Voci estratte da una raccolta
—————

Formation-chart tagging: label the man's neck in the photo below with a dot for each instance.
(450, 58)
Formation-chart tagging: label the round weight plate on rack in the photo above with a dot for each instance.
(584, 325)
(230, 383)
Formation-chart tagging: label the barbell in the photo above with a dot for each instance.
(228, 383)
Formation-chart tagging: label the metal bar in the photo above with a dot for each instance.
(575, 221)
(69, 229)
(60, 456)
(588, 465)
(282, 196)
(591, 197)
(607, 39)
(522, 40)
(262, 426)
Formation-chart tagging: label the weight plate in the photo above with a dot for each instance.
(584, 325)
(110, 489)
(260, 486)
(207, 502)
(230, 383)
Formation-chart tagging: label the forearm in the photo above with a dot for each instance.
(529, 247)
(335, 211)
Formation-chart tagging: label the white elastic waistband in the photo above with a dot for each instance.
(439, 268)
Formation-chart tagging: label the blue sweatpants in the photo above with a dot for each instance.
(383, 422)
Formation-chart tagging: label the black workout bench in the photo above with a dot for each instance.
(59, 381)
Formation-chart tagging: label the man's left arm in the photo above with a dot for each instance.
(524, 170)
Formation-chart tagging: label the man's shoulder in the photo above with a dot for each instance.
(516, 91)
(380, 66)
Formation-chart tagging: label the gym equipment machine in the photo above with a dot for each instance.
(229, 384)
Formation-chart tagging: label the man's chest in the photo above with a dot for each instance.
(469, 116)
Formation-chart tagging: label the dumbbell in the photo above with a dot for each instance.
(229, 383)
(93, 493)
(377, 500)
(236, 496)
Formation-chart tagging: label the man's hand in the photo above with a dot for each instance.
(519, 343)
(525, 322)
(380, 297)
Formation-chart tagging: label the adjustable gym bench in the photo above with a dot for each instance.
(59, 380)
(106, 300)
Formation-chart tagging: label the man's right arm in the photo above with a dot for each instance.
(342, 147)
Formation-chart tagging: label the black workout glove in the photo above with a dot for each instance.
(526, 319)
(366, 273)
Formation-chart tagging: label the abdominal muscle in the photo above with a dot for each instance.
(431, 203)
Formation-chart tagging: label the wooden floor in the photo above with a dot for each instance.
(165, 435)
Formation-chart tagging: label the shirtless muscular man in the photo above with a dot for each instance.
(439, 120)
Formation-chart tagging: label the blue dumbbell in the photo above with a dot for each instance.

—————

Ricopia parola per parola la parte del materiale che inizia con la riga contenente "Formation-chart tagging: label the man's chest" e prosegue fino alla fine del materiale, estremi compresi.

**RISULTATO**.
Formation-chart tagging: label the man's chest in the photo above with a dot for each instance.
(469, 116)
Formation-chart tagging: label the dumbbell in the photo above with a dot for each instance.
(229, 383)
(93, 493)
(377, 500)
(236, 496)
Formation-chart tagging: label the man's hand in the photo above with a dot for each instance.
(519, 343)
(525, 322)
(380, 297)
Formation-chart tagging: label the adjustable gym bench in the photo above with a dot for each instance.
(59, 380)
(106, 300)
Formation-chart tagging: label the man's right arm in the photo above with a dot for each instance.
(342, 147)
Formation-chart tagging: label the black workout glove in the photo above with a dot for each instance.
(526, 319)
(366, 273)
Formation-chart tagging: label the abdominal muscle in the photo above with a dot for each instance.
(431, 203)
Formation-chart tagging: label the wooden floor in the photo above with a dot for each instance.
(165, 435)
Formation-chart tagging: label the shirtless muscular man in the photo above with a dot for each instance.
(439, 120)
Formation-chart tagging: label the blue dumbbell in the photo above with a dot for each instance.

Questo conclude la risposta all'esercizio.